• Quoted passage
>>>
With heightened awareness on sexual assault in the wake of allegations against former CBC Radio host Jian Ghomeshi and the alleged perpetrator status of comedian Bill Cosby, it’s timely to ask how these stories are told in the media and what responsibilities public institutions have with sexual assault.
Ghomeshi and Cosby are well-covered incidents and have brought a large amount of attention to the myths and policies surrounding sexual assault. But it’s the kinds of questions journalists ask, Khan argues, that perpetuates of “victim-blaming.”
In a CBC’s As it Happens interview with one of the alleged Ghomeshi sexual assault victims, these questions were asked:
Why didn’t you go to the police at that time?
What do you make of people who have an issue with you not being identified?
Do you hope to keep your identity anonymous?
Are you prepared for the chance that police could conclude there just isn’t enough information to act on?
All of these, Khan says place some form of blame on the victim.
“We internalize victim blaming,” she says. “It’s easier to align with power because aligning with the victim is messy. It pushes against the myths that exist within rape culture — that are accepted.”
Some outlets are becoming conscious of this issue. Khan currently does workshops at the CBC on perpetuating rape culture by discussing the kinds of questions to ask and how to treat victims.
These workshops came after Khan conducted a study with the Toronto-based women’s rights organization Femifesto that found the majority of the interviewees’ experiences with media were negative.
During the Ryerson workshop, Khan asked what kinds of responses people in the group would expect if they were sexually assaulted. Here’s what the participants wrote:
This illustrated the internalizing of victim blame and shame that Khan discusses.
“We are taught to align with power. We are taught to align with the perpetrator,” Khan says. “But this is not a single issue. It’s embedded in our culture and in our laws.”
The power alignment Khan discusses in the workshop was shown through the immediate aftermath of Ghomeshi. Even well-known feminist writer Judy Rebick commented in a post later retracted, “An excellent and deserved tribute to Jian, who, whatever else he may have done, was a great broadcaster,” wrote Rebick in a comment post for a National Post column praising Ghomeshi’s work.
It’s not just the media. Other institutions, like the courts, have a responsibility when it comes to cases of sexual assault, Khan says.
<<<
• Recorded data
>>>
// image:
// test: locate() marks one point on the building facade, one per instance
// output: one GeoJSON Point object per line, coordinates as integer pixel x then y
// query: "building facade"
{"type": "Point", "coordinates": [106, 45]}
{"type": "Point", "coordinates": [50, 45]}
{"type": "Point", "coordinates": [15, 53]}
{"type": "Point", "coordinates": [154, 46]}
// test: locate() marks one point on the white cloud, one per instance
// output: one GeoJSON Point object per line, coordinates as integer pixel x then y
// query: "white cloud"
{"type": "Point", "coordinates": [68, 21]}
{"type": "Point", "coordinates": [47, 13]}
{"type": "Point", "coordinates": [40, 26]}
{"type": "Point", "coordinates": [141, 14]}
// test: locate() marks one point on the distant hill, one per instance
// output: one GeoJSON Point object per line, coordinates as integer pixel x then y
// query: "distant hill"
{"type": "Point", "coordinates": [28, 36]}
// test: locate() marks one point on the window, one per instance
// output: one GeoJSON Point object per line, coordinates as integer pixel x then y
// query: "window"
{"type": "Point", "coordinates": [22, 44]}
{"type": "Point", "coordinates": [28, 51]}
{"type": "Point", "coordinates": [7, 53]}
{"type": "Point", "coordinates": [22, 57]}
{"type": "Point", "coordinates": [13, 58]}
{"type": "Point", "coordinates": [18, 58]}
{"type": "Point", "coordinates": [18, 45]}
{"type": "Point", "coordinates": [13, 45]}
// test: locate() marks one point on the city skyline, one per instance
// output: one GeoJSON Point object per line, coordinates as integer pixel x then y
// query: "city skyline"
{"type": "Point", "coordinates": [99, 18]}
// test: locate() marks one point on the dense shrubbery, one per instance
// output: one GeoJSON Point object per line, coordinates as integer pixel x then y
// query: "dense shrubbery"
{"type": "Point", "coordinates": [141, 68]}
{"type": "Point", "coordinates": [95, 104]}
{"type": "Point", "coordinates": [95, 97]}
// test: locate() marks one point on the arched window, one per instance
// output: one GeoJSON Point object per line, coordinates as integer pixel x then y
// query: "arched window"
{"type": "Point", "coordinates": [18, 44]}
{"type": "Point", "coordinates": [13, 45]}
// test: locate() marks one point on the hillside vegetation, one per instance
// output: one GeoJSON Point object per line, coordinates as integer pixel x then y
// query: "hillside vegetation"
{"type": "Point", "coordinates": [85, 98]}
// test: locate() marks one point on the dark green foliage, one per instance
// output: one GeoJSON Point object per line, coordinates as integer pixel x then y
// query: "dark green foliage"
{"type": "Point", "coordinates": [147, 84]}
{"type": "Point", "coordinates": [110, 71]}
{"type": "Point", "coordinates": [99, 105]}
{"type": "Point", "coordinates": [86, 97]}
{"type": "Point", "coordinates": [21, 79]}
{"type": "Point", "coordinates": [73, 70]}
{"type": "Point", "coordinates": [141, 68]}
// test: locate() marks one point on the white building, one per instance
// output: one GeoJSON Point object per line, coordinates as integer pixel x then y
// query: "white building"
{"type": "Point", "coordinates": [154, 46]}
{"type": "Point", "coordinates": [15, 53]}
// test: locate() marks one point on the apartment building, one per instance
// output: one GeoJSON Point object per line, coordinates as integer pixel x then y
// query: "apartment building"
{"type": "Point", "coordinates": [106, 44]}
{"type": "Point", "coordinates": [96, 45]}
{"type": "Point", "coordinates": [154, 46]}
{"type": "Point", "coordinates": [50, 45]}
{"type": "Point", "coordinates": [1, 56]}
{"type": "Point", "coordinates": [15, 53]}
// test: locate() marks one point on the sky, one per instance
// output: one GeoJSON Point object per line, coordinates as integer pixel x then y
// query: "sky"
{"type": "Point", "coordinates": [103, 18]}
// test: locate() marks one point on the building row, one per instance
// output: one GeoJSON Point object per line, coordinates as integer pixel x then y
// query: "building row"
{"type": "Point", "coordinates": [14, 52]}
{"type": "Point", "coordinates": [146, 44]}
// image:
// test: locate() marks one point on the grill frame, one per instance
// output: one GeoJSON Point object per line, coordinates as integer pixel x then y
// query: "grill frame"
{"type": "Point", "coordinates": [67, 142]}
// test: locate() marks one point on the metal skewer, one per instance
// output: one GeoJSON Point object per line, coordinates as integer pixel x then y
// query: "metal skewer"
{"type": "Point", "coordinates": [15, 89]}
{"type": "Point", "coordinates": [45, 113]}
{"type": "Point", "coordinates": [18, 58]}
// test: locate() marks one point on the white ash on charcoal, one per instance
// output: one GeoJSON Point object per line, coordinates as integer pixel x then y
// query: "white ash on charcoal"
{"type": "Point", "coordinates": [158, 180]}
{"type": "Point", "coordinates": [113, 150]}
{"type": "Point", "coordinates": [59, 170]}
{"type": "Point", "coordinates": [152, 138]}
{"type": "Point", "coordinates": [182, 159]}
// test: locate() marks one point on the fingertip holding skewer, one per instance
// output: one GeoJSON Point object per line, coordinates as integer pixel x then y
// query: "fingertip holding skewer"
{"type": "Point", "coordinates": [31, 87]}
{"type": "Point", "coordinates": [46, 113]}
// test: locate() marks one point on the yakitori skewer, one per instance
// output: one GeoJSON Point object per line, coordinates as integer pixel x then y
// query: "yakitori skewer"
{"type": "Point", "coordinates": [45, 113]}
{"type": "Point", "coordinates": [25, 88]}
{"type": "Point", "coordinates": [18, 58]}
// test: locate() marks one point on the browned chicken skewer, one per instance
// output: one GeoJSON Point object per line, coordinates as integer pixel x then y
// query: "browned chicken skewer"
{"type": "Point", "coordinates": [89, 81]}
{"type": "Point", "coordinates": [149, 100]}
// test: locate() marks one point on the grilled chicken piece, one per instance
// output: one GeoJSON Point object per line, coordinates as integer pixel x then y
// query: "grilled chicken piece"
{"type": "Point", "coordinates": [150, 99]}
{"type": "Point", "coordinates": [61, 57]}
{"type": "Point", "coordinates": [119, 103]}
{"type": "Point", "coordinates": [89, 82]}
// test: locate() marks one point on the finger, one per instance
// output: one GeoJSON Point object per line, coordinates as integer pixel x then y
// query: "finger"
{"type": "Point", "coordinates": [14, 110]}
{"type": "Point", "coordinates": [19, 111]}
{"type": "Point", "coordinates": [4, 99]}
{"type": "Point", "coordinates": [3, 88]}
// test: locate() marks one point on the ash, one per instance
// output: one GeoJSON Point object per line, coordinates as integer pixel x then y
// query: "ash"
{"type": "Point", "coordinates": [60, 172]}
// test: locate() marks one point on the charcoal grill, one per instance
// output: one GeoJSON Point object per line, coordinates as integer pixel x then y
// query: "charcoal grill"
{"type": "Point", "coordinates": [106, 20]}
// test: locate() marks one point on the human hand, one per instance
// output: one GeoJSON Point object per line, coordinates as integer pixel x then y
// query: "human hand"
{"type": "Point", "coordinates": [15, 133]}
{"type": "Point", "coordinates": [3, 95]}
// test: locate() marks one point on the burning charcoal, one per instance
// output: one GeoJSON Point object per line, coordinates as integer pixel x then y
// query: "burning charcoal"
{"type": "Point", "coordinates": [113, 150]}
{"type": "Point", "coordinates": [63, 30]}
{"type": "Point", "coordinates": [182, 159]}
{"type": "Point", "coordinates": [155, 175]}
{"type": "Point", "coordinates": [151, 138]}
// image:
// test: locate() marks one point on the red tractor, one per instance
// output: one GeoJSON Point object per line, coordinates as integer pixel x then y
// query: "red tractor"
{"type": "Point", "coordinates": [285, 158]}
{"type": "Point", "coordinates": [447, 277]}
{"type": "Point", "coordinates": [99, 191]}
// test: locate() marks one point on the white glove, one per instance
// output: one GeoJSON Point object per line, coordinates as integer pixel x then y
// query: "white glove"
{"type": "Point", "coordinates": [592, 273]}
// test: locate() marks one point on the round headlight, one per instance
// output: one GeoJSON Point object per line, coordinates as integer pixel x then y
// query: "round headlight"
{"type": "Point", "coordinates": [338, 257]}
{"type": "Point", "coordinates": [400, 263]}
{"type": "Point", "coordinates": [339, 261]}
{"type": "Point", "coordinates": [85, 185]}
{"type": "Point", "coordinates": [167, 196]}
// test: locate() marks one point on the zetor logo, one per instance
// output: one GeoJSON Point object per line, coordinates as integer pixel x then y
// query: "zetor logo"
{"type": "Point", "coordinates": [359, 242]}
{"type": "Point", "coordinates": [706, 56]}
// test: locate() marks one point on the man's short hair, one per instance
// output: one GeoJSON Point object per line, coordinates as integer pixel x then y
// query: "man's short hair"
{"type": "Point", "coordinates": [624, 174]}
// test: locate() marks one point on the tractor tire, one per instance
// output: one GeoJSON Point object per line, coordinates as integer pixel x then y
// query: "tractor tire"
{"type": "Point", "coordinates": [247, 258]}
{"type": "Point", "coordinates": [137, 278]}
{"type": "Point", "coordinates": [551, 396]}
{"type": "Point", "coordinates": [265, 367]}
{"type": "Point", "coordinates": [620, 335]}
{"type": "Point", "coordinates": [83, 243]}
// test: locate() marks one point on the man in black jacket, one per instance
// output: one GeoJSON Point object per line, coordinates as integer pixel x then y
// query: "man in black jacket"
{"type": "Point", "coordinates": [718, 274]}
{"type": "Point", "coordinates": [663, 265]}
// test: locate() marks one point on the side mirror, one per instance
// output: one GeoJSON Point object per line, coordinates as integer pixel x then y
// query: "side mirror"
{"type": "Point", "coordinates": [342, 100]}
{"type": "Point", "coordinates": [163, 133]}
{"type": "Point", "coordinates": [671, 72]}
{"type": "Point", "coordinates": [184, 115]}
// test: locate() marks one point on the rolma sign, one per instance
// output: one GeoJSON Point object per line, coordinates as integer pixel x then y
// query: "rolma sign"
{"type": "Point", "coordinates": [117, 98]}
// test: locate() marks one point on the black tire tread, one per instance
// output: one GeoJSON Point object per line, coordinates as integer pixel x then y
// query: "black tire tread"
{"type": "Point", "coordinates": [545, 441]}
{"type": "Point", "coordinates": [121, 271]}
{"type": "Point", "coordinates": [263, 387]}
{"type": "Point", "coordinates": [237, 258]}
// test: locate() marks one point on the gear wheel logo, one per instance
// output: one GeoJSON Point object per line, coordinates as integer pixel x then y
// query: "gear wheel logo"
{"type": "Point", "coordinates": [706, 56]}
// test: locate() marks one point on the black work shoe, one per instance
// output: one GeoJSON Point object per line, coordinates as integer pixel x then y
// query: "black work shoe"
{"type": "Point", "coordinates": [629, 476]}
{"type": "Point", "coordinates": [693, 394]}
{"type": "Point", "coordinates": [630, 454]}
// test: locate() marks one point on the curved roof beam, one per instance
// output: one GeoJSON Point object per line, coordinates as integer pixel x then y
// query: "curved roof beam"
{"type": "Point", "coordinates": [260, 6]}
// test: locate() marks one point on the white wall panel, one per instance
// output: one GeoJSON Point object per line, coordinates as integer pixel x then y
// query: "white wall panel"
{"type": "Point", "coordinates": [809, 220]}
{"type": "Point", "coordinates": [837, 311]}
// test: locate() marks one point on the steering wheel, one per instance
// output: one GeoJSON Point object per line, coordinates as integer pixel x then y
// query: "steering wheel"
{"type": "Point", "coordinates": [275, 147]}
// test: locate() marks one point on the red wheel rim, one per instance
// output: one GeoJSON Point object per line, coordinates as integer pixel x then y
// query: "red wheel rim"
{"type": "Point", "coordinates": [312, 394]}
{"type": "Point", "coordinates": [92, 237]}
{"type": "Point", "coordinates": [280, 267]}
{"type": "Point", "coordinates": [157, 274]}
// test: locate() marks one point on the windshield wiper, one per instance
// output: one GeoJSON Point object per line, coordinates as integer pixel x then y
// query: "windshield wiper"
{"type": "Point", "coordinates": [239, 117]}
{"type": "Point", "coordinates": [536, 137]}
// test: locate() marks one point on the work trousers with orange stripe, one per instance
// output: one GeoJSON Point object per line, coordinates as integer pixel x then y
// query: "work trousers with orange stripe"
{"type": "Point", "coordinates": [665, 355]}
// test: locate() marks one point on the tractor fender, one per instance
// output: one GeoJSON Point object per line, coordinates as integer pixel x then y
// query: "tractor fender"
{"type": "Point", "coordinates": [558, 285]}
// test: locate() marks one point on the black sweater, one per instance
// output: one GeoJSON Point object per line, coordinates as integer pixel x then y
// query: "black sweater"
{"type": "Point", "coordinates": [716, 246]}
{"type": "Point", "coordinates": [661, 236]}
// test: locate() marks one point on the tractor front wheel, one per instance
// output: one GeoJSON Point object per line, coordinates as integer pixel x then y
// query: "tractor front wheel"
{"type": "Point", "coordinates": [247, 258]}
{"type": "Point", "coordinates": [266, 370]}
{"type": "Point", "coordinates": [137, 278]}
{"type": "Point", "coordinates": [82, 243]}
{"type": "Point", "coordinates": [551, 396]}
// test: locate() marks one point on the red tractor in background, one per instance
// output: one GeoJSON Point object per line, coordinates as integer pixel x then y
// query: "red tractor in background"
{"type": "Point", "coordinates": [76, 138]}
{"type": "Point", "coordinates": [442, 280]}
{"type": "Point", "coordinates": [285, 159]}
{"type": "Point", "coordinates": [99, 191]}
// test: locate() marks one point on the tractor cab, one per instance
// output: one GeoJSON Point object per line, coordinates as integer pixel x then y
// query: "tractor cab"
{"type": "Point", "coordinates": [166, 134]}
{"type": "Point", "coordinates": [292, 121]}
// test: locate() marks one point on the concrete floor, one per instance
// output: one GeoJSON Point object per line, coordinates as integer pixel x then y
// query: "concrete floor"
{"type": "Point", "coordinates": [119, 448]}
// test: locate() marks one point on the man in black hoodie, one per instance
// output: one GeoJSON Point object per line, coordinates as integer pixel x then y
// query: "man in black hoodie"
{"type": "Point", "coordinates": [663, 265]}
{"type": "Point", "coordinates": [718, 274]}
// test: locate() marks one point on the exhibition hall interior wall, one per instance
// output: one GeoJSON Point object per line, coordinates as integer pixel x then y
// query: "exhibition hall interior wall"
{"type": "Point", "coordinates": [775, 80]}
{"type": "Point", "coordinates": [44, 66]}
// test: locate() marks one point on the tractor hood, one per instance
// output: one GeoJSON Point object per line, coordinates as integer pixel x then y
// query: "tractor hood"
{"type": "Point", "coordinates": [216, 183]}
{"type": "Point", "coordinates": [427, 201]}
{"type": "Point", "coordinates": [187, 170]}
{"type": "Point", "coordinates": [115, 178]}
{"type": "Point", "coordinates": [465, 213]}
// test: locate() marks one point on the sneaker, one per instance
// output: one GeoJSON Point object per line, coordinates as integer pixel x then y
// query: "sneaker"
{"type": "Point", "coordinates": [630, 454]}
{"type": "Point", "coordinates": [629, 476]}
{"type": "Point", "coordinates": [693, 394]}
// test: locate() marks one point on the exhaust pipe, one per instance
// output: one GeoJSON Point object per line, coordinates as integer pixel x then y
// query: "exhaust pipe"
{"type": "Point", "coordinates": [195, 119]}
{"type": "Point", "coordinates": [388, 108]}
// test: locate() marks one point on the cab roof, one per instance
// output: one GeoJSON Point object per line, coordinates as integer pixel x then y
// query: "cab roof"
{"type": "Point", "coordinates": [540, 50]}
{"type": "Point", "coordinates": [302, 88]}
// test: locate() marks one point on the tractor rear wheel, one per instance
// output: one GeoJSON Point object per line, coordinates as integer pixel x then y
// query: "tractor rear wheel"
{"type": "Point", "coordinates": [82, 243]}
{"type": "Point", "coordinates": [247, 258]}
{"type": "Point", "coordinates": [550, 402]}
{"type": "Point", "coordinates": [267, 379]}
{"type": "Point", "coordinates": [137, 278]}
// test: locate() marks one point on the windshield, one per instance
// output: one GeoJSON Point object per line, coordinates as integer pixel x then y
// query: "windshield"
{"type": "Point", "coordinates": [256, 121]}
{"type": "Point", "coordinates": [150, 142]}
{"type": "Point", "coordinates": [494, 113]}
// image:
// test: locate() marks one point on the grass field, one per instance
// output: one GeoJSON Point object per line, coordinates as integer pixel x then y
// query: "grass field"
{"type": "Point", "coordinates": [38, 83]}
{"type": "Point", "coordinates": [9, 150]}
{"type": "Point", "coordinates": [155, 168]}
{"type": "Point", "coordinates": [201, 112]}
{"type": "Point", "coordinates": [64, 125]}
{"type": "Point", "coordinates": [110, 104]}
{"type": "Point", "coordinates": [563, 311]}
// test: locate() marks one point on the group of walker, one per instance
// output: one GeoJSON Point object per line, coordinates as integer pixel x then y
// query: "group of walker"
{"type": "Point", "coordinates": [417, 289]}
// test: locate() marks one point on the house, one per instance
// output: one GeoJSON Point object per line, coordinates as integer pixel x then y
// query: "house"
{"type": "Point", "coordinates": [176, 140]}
<<<
• Questions
1. In the article on sexual assault coverage, which organization did Khan conduct her study with?
2. Pick up the article on sexual assault coverage after its final sentence and carry it forward.
The lines have no connection to the article on sexual assault coverage.

• Per-task answers
1. Femifesto, a Toronto-based women's rights organization.

2.
For many feminist groups a case the Supreme Court of Canada could not resolve proved the kind of victim-blaming they had fought against for decades. This is similar to what Khan wrote in her blog post after the SCC decision.
In 2012, N.S. — the acronym protecting the identity of an Ontario woman who was allegedly sexually abused by her cousin in the late ’80s — had her appeal to wear her niqab during court proceedings struck down.
The SCC ruled that allowances for garments would be judged on a case-by-case basis. But they can still mandate a woman to remove her niqab.
“The decision to order a sexual assault complainant to remove a piece of clothing in order to demonstrate that her ‘demeanour‘ is trustworthy, risks the kind of victim-blaming that feminists have fought against,” Khan wrote in a blog post immediately following the SCC decision.
N.S. spent almost 30 years battling for some form of justice in her experiences of sexual assault. For Khan, this case exemplified the systemic influences that create a culture of rape.
Many other institutions place the onus on the victim or lack basic protections.
A Toronto Star investigation recently revealed that only nine out of 100 post-secondary institutions across Canada have specific policies to deal with sexual assault. And last month, the Montreal police told women not to take taxi’s alone anymore. A satirist rebuttal by Slate magazine then had a headline that read: “College Women: Stop Getting Drunk.”
The workshop gave suggestions of how to respond to victim-blaming, such as: “I should be able to walk alone,” or “My clothes don’t say yes, I do,” numerous participants added.
Similar workshops, such as a mini women’s self-defense workshop, will continue at Ryerson leading up to the Dec. 6 memorial, symbolizing a commitment to end violence against women.